Brief
Exactly reproduce the lines from the line containing "Spot the church" to the end of the data below, inclusive, and nothing else.

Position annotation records

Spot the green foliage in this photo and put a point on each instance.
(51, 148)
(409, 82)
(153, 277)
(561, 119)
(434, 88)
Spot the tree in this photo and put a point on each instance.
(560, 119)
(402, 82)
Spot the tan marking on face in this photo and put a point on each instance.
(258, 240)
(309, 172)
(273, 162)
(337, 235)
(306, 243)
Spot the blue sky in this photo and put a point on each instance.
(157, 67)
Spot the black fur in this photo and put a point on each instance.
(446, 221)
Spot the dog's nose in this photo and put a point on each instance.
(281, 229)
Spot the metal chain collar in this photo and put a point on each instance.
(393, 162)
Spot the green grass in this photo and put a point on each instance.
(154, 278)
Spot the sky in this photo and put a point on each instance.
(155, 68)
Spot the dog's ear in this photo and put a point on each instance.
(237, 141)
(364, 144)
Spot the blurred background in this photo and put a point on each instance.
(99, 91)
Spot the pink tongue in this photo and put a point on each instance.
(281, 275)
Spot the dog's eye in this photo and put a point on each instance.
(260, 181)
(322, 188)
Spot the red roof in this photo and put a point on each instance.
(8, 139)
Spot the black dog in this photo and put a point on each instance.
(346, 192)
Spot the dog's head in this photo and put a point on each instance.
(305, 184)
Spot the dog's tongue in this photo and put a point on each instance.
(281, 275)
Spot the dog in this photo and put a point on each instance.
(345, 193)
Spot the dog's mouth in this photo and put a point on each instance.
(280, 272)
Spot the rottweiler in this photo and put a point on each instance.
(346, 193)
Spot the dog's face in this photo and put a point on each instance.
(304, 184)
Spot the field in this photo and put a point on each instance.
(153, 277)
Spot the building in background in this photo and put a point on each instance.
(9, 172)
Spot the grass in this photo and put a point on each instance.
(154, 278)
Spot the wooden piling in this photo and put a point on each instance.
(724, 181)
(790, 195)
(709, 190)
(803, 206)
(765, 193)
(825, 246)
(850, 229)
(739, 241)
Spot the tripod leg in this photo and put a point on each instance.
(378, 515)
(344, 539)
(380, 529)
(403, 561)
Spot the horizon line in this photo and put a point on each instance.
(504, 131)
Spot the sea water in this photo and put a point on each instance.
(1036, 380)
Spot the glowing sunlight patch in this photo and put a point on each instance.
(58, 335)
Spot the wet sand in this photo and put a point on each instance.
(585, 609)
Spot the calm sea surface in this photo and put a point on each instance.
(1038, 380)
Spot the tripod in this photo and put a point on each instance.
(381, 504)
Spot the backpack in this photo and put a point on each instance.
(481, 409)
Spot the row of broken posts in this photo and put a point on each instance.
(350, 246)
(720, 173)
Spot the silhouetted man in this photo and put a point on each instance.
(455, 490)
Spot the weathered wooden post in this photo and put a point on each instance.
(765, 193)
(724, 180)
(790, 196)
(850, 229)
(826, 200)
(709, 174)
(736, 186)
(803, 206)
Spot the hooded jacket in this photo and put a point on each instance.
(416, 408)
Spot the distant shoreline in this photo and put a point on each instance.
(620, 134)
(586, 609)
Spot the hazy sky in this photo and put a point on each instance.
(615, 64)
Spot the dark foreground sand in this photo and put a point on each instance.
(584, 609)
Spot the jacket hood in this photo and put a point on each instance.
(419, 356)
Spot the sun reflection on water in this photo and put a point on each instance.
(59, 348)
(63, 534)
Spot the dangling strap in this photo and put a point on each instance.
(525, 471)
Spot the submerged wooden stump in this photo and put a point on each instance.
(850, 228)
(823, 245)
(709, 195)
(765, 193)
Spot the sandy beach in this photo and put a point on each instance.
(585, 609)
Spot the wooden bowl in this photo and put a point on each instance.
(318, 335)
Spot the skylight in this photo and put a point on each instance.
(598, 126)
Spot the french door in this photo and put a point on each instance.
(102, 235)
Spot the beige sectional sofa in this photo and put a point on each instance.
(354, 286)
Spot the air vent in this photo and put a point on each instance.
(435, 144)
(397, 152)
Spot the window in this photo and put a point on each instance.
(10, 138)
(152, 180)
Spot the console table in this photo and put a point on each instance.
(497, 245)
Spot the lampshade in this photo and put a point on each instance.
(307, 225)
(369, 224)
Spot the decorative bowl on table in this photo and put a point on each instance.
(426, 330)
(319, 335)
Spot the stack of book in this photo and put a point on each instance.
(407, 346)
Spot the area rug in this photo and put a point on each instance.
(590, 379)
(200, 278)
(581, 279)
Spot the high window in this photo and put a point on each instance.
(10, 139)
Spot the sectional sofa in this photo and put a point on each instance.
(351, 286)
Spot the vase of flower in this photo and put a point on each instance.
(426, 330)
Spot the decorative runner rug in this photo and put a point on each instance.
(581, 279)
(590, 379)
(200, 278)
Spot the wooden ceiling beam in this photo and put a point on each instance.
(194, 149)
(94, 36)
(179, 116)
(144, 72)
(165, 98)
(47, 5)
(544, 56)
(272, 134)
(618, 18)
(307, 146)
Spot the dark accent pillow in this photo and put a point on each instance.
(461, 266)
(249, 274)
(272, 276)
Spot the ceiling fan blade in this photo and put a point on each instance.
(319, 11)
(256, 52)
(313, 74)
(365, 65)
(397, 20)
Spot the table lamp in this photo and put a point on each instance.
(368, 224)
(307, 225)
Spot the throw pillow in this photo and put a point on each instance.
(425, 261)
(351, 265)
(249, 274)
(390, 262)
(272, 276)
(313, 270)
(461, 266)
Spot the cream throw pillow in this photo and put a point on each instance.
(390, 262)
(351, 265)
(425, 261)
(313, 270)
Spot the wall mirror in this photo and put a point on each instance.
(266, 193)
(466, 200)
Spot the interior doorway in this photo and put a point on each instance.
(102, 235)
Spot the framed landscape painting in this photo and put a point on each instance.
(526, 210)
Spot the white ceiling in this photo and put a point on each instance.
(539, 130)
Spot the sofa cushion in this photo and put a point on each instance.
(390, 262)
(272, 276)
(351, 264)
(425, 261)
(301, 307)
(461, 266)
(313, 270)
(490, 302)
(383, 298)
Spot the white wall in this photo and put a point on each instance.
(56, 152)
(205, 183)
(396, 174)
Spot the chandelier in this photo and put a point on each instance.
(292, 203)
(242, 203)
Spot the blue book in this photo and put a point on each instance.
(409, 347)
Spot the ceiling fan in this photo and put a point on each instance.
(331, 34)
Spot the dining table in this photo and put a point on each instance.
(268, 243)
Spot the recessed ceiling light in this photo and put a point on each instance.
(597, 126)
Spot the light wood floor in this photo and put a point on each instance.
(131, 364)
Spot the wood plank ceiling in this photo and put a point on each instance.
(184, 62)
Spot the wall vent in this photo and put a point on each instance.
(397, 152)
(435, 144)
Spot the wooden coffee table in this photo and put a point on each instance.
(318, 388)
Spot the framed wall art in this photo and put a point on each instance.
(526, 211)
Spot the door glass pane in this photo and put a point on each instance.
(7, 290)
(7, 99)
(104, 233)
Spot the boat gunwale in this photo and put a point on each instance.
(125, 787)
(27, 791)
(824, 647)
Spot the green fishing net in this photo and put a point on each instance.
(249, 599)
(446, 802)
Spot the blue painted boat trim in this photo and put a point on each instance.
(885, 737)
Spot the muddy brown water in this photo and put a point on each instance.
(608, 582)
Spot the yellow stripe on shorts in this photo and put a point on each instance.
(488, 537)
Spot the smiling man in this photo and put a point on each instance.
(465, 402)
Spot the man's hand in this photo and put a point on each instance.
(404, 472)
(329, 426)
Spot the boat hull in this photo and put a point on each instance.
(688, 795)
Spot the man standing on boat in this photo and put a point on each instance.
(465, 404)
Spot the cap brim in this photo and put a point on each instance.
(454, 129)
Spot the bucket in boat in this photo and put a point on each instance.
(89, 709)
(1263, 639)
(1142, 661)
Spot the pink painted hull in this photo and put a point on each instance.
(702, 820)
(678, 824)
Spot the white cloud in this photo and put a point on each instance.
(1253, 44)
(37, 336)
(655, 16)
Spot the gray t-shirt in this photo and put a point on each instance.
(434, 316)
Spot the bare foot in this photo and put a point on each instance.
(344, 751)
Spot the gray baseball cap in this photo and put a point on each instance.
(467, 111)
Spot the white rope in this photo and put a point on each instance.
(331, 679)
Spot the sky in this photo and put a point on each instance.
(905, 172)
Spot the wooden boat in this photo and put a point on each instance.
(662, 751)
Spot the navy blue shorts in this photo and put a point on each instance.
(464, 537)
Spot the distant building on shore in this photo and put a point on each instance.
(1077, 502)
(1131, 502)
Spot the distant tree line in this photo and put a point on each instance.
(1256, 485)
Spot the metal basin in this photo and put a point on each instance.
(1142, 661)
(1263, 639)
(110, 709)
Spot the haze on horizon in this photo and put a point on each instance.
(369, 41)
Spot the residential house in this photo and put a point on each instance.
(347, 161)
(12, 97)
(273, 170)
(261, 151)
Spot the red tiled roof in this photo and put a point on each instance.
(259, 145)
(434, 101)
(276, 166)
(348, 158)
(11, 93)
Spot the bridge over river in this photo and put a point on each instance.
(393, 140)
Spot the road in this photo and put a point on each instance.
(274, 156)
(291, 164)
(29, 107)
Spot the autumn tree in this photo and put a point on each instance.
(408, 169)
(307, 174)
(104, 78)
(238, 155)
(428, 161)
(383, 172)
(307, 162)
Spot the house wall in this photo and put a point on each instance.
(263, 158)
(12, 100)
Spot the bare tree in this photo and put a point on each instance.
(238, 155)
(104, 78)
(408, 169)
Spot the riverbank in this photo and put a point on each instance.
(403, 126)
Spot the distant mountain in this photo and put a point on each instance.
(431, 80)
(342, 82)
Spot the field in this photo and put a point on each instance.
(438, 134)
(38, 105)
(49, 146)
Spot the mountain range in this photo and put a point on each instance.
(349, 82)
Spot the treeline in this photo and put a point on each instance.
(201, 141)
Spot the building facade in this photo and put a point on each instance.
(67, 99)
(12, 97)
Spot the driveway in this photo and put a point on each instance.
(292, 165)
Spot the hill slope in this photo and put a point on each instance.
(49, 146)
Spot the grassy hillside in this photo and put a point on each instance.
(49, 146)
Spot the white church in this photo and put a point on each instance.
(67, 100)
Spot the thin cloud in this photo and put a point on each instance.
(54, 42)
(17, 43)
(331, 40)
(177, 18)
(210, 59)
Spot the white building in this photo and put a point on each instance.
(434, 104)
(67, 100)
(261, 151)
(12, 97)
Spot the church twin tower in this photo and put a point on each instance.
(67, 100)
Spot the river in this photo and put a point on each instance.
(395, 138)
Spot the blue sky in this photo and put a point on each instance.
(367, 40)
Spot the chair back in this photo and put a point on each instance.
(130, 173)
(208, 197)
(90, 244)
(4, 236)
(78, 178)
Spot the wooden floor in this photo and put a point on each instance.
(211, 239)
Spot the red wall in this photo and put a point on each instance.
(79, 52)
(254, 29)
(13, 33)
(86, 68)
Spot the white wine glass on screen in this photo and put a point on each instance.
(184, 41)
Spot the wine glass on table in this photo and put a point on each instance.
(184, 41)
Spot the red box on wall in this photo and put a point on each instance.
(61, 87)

Task solution
Spot the church twin tower in this photo and put a point on each instance.
(67, 100)
Spot the river in this photo and put a point on each instance.
(395, 138)
Spot the blue sky in this photo and put a point on each instance.
(367, 40)
Spot the chair back in this photo and put a point on each instance.
(130, 173)
(208, 197)
(90, 244)
(4, 236)
(78, 178)
Spot the wooden floor in this photo and put a point on each instance.
(211, 239)
Spot the red wall in this photo and put a point on each instance.
(79, 52)
(254, 29)
(13, 33)
(86, 68)
Spot the white wine glass on screen in this photo and put a point on each instance.
(184, 41)
Spot the wine glass on table in this photo and put a point on each instance.
(184, 41)
Spot the red box on wall in this photo and put a point on each instance.
(61, 87)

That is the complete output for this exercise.